> [REQUIRED TASK]: Copy the rows from the line containing "Practice. Put a dot on the white tooth" through the end of the rows, swapping "white tooth" for "front tooth" and leaving all else unchanged.

## Begin STORED DATA

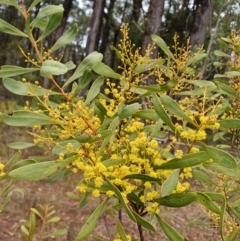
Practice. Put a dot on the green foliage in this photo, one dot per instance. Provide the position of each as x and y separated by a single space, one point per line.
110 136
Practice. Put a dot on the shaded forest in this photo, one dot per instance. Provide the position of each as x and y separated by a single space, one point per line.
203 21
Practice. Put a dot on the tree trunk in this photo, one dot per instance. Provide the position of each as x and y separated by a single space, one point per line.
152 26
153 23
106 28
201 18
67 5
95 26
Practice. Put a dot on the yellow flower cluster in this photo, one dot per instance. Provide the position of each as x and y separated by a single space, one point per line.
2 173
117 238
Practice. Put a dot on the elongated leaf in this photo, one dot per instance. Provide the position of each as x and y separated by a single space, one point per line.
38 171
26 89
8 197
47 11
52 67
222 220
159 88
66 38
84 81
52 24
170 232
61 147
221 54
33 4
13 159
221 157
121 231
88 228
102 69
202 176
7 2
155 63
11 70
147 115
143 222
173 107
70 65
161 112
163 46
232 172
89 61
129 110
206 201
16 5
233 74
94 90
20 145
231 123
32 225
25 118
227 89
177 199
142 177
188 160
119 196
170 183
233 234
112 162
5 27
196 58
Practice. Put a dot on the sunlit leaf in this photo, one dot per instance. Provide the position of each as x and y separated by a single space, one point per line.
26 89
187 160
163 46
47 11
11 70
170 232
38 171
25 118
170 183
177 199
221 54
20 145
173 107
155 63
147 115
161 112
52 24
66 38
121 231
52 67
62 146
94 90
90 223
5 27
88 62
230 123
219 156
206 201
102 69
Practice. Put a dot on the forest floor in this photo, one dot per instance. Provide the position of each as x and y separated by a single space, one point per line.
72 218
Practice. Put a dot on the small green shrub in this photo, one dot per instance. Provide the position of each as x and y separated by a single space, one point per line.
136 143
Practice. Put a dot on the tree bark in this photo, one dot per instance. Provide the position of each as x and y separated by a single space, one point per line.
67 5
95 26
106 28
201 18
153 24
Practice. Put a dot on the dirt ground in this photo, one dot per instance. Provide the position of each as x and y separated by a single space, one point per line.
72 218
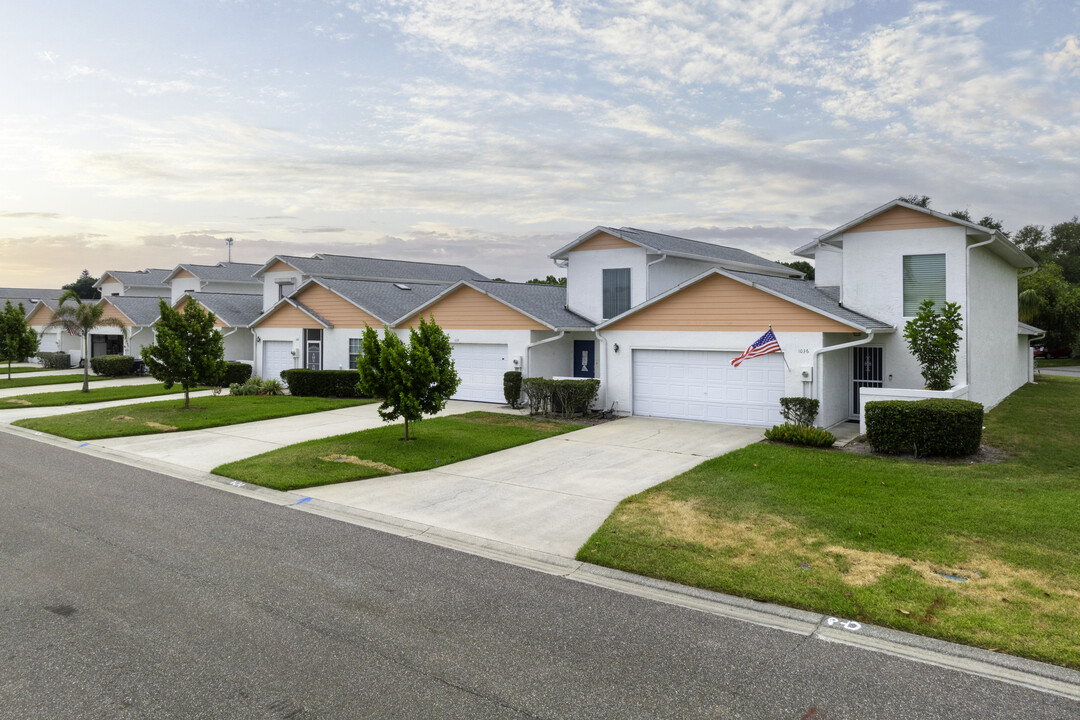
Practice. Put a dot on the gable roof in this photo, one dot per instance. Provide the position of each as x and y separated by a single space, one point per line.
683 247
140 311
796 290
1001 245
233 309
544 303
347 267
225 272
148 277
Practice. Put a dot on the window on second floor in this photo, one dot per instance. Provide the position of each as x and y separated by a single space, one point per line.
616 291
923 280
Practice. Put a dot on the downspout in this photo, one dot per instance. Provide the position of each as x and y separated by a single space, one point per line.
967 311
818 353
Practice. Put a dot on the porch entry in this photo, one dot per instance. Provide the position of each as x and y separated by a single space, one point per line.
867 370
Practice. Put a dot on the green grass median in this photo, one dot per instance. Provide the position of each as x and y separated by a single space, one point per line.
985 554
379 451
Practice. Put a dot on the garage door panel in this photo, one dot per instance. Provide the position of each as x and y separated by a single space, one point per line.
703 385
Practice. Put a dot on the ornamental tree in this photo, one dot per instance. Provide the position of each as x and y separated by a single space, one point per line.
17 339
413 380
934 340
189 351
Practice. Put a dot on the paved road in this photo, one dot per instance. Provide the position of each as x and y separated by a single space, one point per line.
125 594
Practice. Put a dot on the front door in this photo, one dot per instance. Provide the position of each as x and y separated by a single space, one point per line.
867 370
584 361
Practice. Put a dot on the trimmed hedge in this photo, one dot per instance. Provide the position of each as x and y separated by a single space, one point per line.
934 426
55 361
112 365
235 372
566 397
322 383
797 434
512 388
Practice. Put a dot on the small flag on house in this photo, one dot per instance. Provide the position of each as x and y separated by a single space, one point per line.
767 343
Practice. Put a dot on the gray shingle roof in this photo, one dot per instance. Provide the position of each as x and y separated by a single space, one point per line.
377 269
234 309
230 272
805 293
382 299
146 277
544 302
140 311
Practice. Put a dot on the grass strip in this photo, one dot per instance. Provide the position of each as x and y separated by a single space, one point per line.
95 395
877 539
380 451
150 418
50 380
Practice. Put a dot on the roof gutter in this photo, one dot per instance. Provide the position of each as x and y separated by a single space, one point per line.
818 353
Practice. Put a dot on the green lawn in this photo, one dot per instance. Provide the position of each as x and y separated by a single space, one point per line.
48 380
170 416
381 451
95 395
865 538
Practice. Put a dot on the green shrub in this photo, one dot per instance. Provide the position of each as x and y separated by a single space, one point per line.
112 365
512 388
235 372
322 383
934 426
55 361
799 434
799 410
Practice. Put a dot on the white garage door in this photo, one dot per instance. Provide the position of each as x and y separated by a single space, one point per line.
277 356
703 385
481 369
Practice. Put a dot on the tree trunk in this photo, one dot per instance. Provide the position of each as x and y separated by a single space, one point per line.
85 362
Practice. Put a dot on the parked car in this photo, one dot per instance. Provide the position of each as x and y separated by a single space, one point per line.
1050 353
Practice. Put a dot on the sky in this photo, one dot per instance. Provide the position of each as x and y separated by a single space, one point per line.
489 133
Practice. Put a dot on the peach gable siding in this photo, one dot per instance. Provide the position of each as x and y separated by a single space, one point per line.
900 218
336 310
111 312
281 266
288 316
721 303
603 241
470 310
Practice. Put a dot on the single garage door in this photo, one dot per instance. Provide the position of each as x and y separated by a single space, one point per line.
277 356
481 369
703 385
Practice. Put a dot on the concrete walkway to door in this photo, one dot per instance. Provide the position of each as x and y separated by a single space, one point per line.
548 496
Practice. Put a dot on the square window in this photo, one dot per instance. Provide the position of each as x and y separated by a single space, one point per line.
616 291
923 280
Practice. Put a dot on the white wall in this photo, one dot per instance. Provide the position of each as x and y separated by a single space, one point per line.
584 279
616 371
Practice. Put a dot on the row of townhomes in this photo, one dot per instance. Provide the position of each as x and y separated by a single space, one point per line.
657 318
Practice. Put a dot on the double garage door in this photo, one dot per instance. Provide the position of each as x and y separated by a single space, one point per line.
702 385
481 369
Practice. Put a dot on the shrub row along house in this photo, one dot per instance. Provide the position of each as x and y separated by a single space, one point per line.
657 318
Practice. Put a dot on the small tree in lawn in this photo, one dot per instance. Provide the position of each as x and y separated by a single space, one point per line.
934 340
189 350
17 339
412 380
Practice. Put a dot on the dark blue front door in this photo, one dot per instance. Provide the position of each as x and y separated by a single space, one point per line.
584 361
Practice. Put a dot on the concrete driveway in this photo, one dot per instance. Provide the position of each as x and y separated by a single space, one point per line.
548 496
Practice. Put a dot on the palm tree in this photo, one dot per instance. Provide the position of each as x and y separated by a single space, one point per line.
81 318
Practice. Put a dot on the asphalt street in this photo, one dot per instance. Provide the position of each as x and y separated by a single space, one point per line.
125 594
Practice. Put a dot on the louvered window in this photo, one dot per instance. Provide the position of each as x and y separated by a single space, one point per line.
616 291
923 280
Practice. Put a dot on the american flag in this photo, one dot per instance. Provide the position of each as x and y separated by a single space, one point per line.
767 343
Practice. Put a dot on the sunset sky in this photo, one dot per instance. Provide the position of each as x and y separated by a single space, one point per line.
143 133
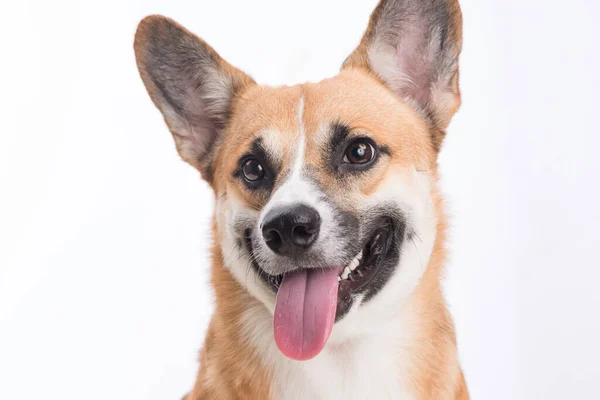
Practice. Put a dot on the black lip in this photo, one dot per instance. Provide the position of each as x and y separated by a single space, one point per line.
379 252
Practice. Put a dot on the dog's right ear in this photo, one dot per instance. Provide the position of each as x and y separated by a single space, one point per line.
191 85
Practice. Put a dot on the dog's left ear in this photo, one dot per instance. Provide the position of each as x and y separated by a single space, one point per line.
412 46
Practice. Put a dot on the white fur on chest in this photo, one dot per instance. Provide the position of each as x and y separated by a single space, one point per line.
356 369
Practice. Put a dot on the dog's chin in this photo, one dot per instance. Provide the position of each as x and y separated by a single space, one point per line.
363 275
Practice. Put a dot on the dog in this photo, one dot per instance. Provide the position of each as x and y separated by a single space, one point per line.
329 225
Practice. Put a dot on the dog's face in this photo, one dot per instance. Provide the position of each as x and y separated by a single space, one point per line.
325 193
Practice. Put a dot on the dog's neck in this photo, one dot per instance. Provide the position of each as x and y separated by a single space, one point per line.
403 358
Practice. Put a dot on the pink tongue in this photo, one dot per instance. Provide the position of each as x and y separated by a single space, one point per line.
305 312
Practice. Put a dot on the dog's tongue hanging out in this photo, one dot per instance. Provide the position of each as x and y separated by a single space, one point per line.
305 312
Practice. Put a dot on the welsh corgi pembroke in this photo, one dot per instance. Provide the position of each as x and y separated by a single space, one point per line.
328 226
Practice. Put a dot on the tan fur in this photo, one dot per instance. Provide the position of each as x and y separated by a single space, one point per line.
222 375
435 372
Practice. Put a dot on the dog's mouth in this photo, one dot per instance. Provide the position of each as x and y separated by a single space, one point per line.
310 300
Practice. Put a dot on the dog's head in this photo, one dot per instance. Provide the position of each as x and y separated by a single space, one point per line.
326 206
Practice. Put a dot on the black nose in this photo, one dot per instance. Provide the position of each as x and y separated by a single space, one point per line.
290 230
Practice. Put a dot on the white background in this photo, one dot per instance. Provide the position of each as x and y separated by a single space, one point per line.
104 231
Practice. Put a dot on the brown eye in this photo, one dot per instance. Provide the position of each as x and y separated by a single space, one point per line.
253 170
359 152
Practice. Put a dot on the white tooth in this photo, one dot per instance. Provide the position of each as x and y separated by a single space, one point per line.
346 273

## End STORED DATA

> [RESPONSE]:
Practice. Put a dot on the front tooth in this photo, one dot per instance. Provide the position of each as x and y separated by a single space, one point per line.
346 273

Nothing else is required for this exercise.